- _Your objective_
Show every line in the records below that contains the string "lightning", copying each line in full and treating uppercase and lowercase as different.

**********

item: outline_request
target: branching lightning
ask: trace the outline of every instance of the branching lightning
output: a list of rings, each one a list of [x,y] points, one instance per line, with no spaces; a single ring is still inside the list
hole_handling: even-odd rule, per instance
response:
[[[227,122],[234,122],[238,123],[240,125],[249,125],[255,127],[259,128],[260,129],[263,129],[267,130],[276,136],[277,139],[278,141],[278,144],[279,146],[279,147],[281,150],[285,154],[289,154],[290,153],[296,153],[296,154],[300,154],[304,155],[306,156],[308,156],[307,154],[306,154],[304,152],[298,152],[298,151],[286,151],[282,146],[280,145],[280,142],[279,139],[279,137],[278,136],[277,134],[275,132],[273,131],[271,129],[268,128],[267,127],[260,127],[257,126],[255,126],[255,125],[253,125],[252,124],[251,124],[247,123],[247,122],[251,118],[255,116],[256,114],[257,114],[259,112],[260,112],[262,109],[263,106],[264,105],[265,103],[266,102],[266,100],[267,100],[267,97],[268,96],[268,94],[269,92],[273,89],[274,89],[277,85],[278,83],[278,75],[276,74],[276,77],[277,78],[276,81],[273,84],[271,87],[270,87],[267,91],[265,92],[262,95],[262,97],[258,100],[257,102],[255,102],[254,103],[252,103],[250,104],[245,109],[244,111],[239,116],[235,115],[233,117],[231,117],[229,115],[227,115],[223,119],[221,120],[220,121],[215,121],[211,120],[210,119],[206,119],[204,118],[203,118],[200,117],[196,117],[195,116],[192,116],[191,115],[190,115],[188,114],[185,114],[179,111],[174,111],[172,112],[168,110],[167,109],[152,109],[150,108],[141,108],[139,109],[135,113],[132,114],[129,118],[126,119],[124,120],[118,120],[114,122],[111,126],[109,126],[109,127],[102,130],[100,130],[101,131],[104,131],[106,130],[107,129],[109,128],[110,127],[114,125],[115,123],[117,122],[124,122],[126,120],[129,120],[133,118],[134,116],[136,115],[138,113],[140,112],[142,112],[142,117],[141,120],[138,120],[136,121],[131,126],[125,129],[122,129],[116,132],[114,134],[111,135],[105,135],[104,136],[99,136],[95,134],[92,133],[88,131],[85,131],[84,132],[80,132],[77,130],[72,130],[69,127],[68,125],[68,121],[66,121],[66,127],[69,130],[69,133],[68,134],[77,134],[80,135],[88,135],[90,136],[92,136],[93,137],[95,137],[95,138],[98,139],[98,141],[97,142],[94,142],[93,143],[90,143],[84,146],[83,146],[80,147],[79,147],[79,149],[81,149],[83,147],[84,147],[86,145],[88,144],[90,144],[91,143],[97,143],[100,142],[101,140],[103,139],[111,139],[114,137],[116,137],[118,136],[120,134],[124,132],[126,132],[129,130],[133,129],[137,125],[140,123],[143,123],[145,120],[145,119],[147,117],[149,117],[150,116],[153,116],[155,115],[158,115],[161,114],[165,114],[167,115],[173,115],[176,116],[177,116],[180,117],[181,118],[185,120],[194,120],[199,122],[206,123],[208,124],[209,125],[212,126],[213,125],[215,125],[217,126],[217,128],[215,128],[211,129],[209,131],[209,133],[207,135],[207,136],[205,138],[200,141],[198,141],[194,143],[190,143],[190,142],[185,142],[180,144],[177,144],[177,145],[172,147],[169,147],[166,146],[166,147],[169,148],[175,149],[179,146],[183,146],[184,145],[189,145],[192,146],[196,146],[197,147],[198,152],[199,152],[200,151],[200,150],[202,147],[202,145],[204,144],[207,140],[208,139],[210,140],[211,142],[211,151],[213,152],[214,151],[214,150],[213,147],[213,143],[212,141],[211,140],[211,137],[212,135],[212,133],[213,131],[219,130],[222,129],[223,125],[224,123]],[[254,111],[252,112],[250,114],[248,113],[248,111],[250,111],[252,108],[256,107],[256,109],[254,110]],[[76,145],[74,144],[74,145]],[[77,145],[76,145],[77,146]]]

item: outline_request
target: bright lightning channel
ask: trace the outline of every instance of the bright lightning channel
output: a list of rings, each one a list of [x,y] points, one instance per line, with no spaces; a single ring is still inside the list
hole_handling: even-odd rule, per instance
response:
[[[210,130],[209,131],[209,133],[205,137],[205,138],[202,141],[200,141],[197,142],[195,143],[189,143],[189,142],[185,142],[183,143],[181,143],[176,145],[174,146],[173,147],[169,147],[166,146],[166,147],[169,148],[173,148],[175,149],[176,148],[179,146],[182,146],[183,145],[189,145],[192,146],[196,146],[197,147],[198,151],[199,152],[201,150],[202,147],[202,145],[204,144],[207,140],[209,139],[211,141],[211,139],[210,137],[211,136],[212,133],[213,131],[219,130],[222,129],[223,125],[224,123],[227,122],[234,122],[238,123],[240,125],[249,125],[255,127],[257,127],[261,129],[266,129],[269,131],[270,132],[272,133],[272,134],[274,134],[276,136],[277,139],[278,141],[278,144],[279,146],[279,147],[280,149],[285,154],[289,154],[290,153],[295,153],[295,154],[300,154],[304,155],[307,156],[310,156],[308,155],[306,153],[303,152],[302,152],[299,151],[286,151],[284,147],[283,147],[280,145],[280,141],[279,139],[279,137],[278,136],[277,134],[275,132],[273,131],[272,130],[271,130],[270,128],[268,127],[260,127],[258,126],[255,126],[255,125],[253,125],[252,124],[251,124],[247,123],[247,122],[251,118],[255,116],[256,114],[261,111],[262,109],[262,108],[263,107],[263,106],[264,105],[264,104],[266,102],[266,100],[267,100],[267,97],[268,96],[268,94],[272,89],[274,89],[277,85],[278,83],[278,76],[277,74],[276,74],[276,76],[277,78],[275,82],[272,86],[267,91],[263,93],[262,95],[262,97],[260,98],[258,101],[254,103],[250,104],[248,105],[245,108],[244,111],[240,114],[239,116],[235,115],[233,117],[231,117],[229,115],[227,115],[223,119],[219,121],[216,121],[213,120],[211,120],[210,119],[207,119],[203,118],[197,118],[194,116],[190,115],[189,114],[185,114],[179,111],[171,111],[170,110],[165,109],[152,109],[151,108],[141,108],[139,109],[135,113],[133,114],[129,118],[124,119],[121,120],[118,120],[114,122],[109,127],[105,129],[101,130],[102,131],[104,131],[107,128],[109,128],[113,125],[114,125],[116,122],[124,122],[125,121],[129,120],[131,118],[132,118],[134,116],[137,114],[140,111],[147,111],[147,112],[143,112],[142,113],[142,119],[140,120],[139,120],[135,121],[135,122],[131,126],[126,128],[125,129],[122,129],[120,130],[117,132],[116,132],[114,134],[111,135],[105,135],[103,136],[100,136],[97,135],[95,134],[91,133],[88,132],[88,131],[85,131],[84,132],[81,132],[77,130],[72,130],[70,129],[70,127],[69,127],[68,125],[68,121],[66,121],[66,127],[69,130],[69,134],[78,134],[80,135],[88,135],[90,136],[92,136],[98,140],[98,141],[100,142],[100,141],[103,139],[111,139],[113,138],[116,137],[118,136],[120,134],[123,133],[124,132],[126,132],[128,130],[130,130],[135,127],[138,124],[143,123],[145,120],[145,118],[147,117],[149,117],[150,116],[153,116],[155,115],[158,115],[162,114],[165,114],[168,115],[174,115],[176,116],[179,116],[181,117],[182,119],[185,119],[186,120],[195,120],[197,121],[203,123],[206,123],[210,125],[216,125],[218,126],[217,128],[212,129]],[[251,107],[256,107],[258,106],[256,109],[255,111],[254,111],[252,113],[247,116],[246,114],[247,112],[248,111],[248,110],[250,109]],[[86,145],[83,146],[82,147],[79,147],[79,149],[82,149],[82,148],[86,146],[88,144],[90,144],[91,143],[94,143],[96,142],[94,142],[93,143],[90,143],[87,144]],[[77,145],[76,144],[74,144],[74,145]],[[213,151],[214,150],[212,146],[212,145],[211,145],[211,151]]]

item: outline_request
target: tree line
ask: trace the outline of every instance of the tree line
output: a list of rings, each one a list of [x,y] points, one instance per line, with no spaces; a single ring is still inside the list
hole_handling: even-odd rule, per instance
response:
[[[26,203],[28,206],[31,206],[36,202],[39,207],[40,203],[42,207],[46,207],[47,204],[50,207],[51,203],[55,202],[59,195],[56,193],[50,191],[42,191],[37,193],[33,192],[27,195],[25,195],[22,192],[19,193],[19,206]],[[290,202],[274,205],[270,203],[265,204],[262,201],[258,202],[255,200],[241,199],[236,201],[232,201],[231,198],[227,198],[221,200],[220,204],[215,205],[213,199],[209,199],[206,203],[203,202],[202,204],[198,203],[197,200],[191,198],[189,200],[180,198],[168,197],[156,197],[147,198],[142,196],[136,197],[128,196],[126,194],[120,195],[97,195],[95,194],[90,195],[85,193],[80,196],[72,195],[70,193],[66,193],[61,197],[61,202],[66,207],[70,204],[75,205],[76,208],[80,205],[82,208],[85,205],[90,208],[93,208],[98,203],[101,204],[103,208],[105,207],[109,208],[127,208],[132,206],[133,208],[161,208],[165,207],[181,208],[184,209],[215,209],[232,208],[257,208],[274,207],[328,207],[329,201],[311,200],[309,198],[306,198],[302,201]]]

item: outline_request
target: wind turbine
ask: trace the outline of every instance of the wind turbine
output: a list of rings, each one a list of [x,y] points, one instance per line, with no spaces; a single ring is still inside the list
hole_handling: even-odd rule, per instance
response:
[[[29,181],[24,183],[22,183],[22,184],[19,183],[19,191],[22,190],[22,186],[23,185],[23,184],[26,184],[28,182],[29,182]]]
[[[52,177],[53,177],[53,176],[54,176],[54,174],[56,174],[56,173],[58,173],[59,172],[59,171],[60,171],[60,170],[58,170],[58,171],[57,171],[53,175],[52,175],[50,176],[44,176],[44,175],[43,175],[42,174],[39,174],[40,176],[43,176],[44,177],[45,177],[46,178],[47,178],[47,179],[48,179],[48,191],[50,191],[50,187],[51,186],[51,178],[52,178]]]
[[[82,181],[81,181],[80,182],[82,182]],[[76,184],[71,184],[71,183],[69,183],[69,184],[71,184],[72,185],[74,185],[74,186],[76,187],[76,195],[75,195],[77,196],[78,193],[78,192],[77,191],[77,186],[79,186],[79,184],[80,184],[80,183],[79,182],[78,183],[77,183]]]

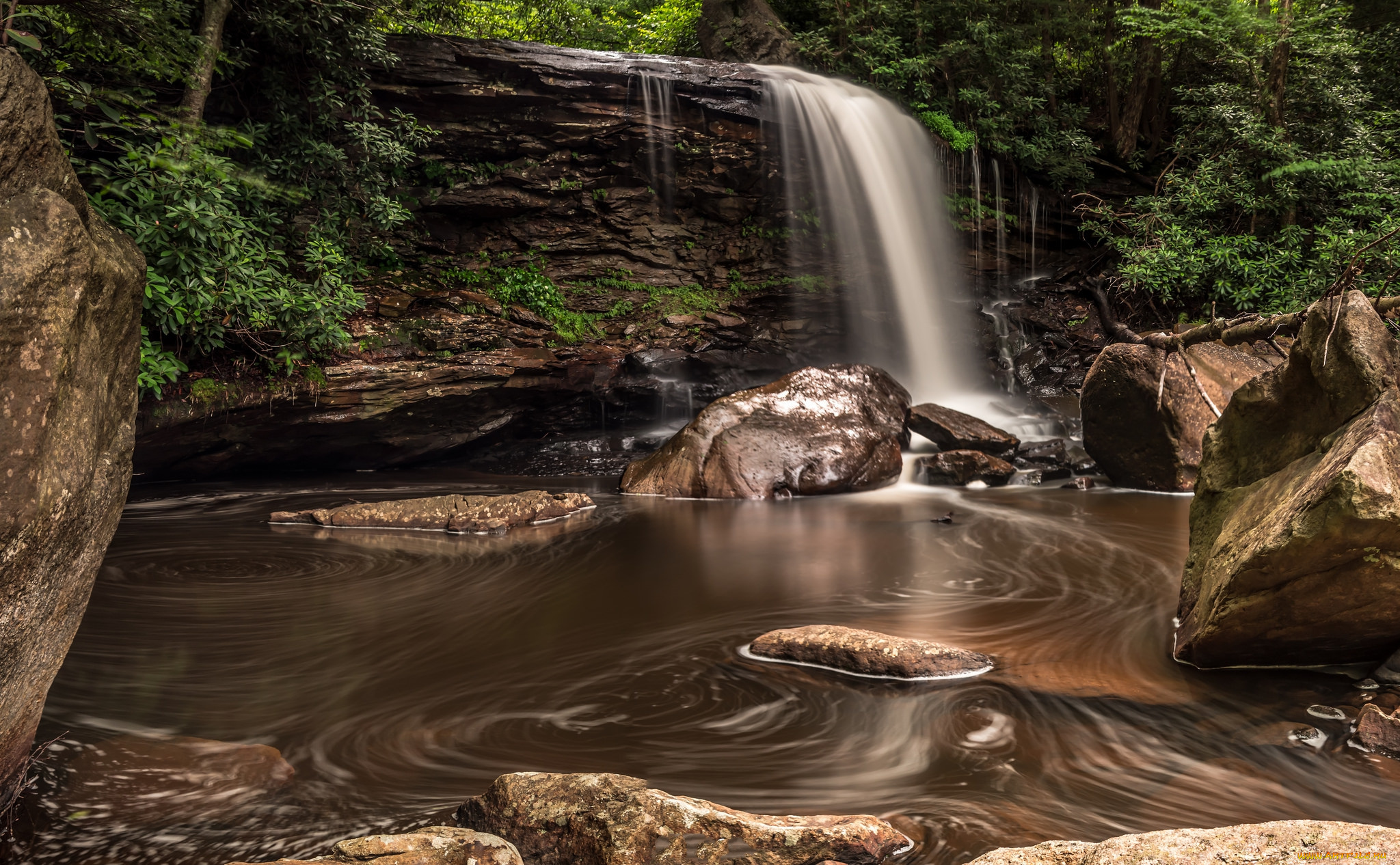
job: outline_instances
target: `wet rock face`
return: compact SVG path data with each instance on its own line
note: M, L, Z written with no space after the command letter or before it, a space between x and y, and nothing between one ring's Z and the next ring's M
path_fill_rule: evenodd
M1386 854L1400 844L1400 830L1326 820L1274 820L1221 829L1166 829L1119 836L1100 844L1046 841L1035 847L1002 847L972 865L1091 865L1099 862L1298 862L1309 854Z
M0 49L0 810L126 500L144 283Z
M869 815L750 815L602 773L501 775L456 819L514 841L538 865L874 865L909 844Z
M773 661L893 679L958 679L993 668L991 658L979 652L836 624L769 631L756 638L749 651Z
M1201 388L1224 410L1235 389L1273 368L1239 349L1186 349ZM1158 407L1162 367L1166 379ZM1081 393L1084 448L1120 487L1186 493L1196 486L1201 439L1215 413L1179 353L1119 343L1089 368Z
M1400 644L1400 344L1358 291L1205 435L1176 656L1378 661Z
M1357 739L1372 750L1400 754L1400 718L1373 703L1361 707L1357 718Z
M311 865L311 862L349 865L521 865L514 844L484 831L455 826L427 826L396 836L365 836L339 841L333 855L315 859L277 859L262 865ZM252 865L230 862L228 865Z
M1021 439L987 421L934 403L909 410L909 428L944 451L984 451L1004 455L1015 451Z
M518 525L559 519L592 507L595 507L594 500L584 493L529 490L511 495L433 495L311 511L277 511L270 522L482 533L505 532Z
M914 480L930 486L966 486L980 480L988 487L1004 486L1016 466L981 451L942 451L914 460Z
M773 498L899 477L906 392L862 364L808 367L717 399L659 451L627 466L623 493Z

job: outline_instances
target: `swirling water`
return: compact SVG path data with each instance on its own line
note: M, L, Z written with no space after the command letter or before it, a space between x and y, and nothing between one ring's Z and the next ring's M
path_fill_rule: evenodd
M599 507L507 536L265 522L542 484ZM610 487L423 470L137 488L49 697L41 732L59 740L17 858L314 855L441 820L519 770L617 771L756 812L900 815L917 862L1173 826L1400 822L1396 764L1308 711L1352 718L1385 689L1169 659L1184 497ZM931 522L946 511L953 523ZM808 623L941 640L998 668L910 686L738 652ZM178 773L132 795L112 778L139 761L84 763L165 735L267 743L295 777L190 809Z

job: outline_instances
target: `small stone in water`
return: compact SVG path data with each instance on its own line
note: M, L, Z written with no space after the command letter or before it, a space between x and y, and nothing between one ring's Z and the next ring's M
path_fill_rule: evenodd
M1340 708L1333 708L1330 705L1312 704L1308 707L1308 714L1313 718L1326 718L1329 721L1345 721L1347 712Z

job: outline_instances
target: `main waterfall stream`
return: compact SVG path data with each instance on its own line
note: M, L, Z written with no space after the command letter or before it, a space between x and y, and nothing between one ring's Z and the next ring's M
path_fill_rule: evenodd
M1400 768L1309 714L1354 717L1364 691L1169 659L1184 497L900 484L735 502L619 497L610 479L484 483L434 469L137 488L49 696L41 736L57 740L27 859L322 854L438 822L521 770L633 774L756 812L904 815L917 862L1394 819ZM266 522L542 483L599 507L507 536ZM931 522L946 511L952 525ZM738 652L823 621L998 666L899 686ZM1309 725L1320 735L1295 732ZM202 794L197 775L122 756L167 735L267 743L295 775Z

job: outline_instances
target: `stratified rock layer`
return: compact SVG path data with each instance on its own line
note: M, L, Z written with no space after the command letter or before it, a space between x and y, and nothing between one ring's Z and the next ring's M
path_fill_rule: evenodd
M1224 410L1235 389L1273 368L1268 361L1215 343L1186 349L1201 388ZM1162 381L1162 365L1166 379ZM1158 407L1158 384L1162 384ZM1119 343L1089 368L1079 398L1084 448L1114 484L1186 493L1196 486L1201 439L1215 413L1182 357Z
M1340 321L1338 321L1340 316ZM1359 291L1313 304L1205 435L1176 656L1378 661L1400 644L1400 344Z
M909 844L895 827L869 815L750 815L648 789L641 778L603 773L501 775L486 794L468 799L456 819L514 841L521 855L538 865L874 865ZM699 843L689 854L693 858L686 852L687 840Z
M895 679L959 679L986 673L993 666L991 658L979 652L839 624L769 631L756 638L749 651L774 661Z
M1015 473L1016 466L981 451L942 451L914 460L914 479L931 486L980 480L988 487L1000 487Z
M909 428L944 451L1007 453L1021 444L1021 439L1011 432L998 430L979 417L934 403L913 406L909 410Z
M899 477L909 392L864 364L806 367L714 400L659 451L627 466L623 493L773 498Z
M1306 858L1326 859L1326 854L1386 854L1397 845L1400 830L1385 826L1274 820L1221 829L1165 829L1119 836L1100 844L1046 841L1035 847L1002 847L977 857L972 865L1282 865Z
M277 511L270 522L304 522L356 529L437 529L504 532L512 526L559 519L592 508L584 493L528 490L511 495L431 495L349 504L339 508Z
M126 500L144 280L0 48L0 810Z
M339 841L335 854L315 859L277 859L262 865L521 865L514 844L483 831L455 826L427 826L396 836L365 836ZM251 865L230 862L228 865Z

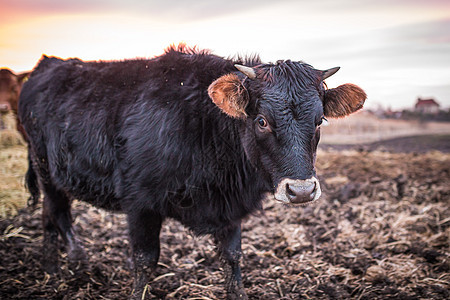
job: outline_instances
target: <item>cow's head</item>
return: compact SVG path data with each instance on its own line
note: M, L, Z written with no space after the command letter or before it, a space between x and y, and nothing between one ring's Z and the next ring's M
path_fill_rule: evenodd
M282 61L224 75L208 89L213 102L241 120L248 159L273 186L275 199L307 204L320 197L314 168L320 125L362 108L364 91L344 84L326 89L323 80L339 68L319 71L301 62Z

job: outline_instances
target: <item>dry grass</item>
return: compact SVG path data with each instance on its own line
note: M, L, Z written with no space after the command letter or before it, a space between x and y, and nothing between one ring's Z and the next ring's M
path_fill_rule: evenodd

**********

- _Solution to this task_
target: branching lightning
ask: trace the outline of every instance of the branching lightning
target: bright lightning channel
ask: trace the outline of every instance of the bright lightning channel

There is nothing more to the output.